(Collected data)
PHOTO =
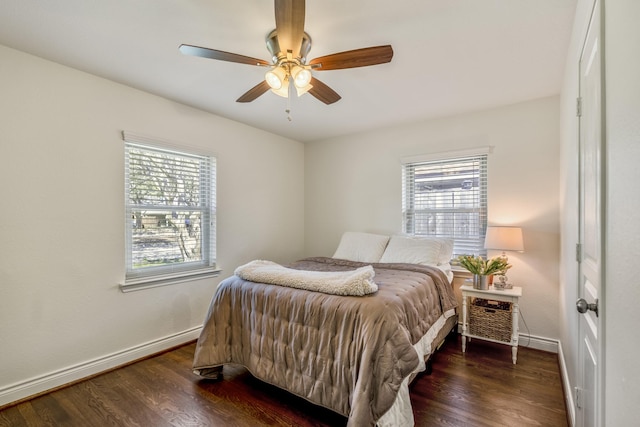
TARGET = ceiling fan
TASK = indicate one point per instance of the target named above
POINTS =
(289, 46)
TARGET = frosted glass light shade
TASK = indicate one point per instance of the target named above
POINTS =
(301, 76)
(276, 77)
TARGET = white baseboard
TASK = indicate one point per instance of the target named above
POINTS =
(33, 386)
(568, 390)
(532, 341)
(539, 343)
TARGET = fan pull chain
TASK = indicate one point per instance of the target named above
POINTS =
(288, 109)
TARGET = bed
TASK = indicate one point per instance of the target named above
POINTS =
(353, 353)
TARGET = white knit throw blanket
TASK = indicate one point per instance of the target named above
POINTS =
(357, 282)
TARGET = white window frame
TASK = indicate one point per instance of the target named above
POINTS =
(142, 277)
(466, 241)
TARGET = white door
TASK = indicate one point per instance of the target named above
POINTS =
(588, 398)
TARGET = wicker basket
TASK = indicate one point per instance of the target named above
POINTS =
(491, 319)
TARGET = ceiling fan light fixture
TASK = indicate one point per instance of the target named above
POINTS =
(275, 78)
(301, 76)
(302, 90)
(283, 90)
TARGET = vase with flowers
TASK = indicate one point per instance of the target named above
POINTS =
(482, 269)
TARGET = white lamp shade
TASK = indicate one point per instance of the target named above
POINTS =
(301, 76)
(276, 77)
(283, 91)
(504, 239)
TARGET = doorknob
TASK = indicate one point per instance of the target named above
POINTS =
(583, 306)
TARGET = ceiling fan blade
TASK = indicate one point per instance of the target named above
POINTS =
(353, 58)
(323, 92)
(290, 25)
(220, 55)
(254, 92)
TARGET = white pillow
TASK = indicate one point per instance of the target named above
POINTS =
(362, 247)
(412, 250)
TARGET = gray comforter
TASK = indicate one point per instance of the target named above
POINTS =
(347, 353)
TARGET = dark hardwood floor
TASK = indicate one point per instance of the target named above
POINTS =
(480, 388)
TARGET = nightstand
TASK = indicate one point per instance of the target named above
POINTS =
(494, 316)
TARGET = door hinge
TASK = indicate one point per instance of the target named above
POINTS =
(579, 106)
(579, 252)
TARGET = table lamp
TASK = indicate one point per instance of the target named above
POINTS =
(504, 239)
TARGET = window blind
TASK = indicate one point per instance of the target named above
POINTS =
(447, 198)
(170, 213)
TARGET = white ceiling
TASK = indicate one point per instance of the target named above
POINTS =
(450, 56)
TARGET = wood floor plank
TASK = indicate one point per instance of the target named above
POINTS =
(480, 388)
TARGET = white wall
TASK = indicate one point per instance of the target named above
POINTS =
(354, 183)
(62, 227)
(622, 153)
(620, 292)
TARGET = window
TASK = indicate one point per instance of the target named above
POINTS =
(447, 197)
(170, 214)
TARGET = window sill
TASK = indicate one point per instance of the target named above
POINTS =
(140, 283)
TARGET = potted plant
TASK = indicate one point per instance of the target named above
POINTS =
(482, 269)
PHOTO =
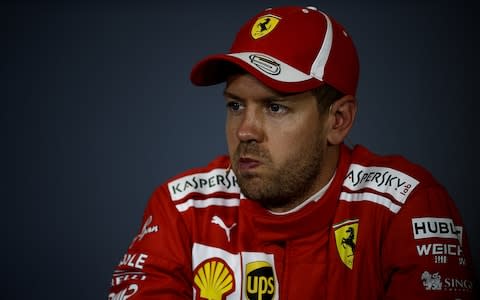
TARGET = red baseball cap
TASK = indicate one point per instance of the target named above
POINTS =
(290, 49)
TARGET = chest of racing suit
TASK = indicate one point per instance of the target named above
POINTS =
(383, 229)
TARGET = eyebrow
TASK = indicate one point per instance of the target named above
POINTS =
(272, 98)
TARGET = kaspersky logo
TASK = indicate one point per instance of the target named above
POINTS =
(264, 25)
(260, 281)
(213, 280)
(346, 240)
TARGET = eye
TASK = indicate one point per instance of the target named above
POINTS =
(277, 108)
(234, 106)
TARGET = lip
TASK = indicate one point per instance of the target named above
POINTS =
(246, 163)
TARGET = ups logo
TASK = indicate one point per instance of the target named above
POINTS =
(260, 281)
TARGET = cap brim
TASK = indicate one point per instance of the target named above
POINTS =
(215, 69)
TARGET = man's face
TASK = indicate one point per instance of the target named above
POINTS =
(276, 142)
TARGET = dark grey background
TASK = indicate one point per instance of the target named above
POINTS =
(97, 110)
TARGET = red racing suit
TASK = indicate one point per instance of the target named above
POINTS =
(382, 229)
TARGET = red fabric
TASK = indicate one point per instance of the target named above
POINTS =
(395, 225)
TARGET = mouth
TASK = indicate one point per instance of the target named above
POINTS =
(247, 164)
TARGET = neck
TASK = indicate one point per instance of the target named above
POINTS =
(325, 174)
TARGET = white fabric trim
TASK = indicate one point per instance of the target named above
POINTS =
(272, 67)
(207, 202)
(318, 66)
(350, 197)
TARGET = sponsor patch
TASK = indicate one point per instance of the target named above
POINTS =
(217, 180)
(264, 25)
(260, 280)
(434, 281)
(214, 279)
(346, 240)
(146, 229)
(252, 274)
(432, 227)
(384, 180)
(134, 260)
(124, 294)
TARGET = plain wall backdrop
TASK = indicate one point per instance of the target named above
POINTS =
(97, 110)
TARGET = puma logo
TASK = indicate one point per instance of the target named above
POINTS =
(219, 222)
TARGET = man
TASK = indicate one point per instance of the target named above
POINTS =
(292, 212)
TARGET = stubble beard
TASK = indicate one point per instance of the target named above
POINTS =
(283, 186)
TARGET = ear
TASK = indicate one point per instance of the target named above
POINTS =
(341, 117)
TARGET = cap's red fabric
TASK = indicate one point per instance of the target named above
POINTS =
(290, 49)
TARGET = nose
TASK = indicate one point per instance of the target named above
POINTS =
(251, 126)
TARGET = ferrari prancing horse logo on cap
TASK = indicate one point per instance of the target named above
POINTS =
(264, 25)
(346, 238)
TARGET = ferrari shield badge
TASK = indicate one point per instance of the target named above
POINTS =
(346, 240)
(264, 25)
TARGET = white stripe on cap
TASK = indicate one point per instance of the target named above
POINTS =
(272, 67)
(318, 67)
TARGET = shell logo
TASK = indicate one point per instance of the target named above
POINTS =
(213, 280)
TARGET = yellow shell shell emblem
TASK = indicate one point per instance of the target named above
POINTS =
(346, 240)
(264, 25)
(214, 279)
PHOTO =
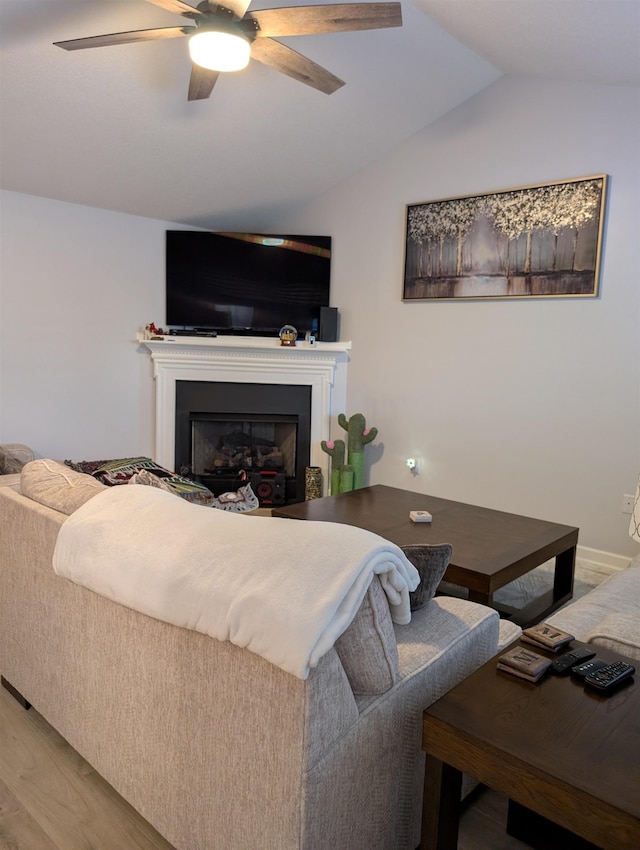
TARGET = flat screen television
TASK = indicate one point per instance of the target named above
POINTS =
(246, 283)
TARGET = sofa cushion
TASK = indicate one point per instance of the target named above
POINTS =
(367, 649)
(618, 632)
(431, 561)
(56, 486)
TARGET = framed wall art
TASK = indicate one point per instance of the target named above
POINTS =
(533, 242)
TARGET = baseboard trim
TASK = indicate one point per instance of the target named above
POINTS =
(605, 559)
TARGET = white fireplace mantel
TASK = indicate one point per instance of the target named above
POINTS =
(322, 366)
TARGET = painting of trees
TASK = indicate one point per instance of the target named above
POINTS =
(537, 241)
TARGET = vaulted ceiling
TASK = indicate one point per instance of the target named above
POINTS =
(112, 127)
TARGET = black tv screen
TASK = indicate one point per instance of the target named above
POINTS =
(246, 282)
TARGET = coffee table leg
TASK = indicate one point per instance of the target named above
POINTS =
(563, 575)
(482, 598)
(440, 806)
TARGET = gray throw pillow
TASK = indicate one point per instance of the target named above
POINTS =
(431, 561)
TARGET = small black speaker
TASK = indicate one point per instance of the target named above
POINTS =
(328, 328)
(269, 486)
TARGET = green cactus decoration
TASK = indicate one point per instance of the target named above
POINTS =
(335, 450)
(358, 437)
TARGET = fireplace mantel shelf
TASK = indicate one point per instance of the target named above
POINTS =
(236, 343)
(262, 360)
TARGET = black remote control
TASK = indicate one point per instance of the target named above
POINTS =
(583, 670)
(562, 665)
(610, 676)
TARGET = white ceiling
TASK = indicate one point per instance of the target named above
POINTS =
(112, 127)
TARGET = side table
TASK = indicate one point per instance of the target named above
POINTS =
(556, 748)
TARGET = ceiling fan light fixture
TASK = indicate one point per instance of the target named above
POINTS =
(218, 50)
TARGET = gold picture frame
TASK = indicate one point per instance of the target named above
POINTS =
(542, 241)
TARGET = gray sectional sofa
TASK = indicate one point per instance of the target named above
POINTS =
(213, 745)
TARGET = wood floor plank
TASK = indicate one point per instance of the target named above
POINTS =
(9, 803)
(72, 810)
(19, 831)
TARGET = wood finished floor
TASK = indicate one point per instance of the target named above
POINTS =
(52, 799)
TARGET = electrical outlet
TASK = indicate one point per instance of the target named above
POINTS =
(627, 504)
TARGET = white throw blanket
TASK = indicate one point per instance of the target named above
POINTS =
(284, 589)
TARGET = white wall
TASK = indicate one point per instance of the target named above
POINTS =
(76, 283)
(530, 406)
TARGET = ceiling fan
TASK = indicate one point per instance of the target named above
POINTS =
(251, 35)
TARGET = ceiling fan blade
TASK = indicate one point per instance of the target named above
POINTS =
(286, 60)
(312, 20)
(123, 38)
(177, 6)
(238, 7)
(201, 82)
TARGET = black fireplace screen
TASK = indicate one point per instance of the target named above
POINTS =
(230, 433)
(236, 444)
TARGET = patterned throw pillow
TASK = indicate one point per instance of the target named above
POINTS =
(9, 465)
(122, 470)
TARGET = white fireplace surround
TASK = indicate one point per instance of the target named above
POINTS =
(255, 360)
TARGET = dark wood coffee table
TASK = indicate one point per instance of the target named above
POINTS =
(490, 548)
(556, 748)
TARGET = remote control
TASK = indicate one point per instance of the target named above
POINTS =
(420, 516)
(583, 670)
(562, 665)
(610, 676)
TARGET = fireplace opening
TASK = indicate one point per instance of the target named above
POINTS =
(228, 434)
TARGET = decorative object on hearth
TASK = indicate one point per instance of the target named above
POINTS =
(269, 486)
(431, 561)
(346, 478)
(634, 525)
(224, 37)
(288, 335)
(240, 501)
(312, 483)
(335, 449)
(358, 436)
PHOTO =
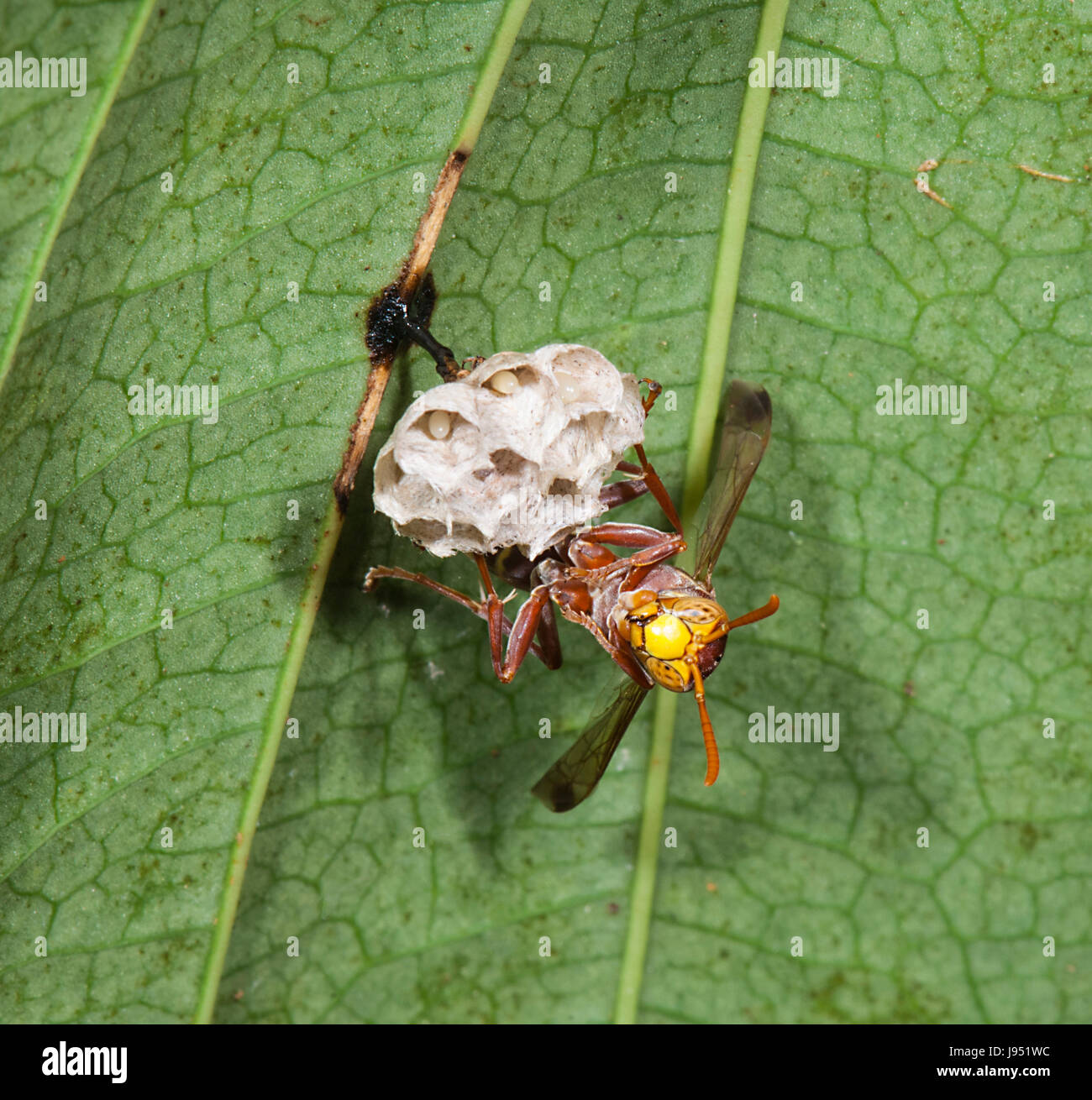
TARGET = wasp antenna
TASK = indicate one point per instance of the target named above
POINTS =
(759, 613)
(712, 755)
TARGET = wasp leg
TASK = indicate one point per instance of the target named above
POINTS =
(630, 536)
(475, 606)
(648, 475)
(507, 663)
(611, 496)
(549, 641)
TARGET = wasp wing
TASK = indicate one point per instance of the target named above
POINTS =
(574, 777)
(742, 443)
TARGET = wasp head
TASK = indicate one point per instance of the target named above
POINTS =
(676, 636)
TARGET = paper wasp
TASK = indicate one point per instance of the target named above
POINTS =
(659, 624)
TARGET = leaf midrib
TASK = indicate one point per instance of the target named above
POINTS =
(706, 400)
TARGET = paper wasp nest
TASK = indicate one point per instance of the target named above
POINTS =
(514, 453)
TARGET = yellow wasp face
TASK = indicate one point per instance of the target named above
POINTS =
(670, 634)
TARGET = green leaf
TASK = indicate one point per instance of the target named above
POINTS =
(162, 571)
(403, 730)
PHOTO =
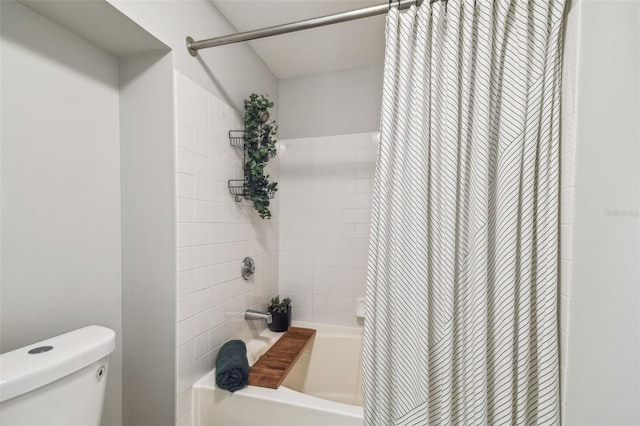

## Instructions for the task
Pull out every line of the records above that contains the word "fireplace", matching case exactly.

## Final result
TARGET = white fireplace mantel
TARGET = fireplace mantel shelf
TARGET = black fireplace screen
TARGET = white fireplace surround
TARGET = fireplace opening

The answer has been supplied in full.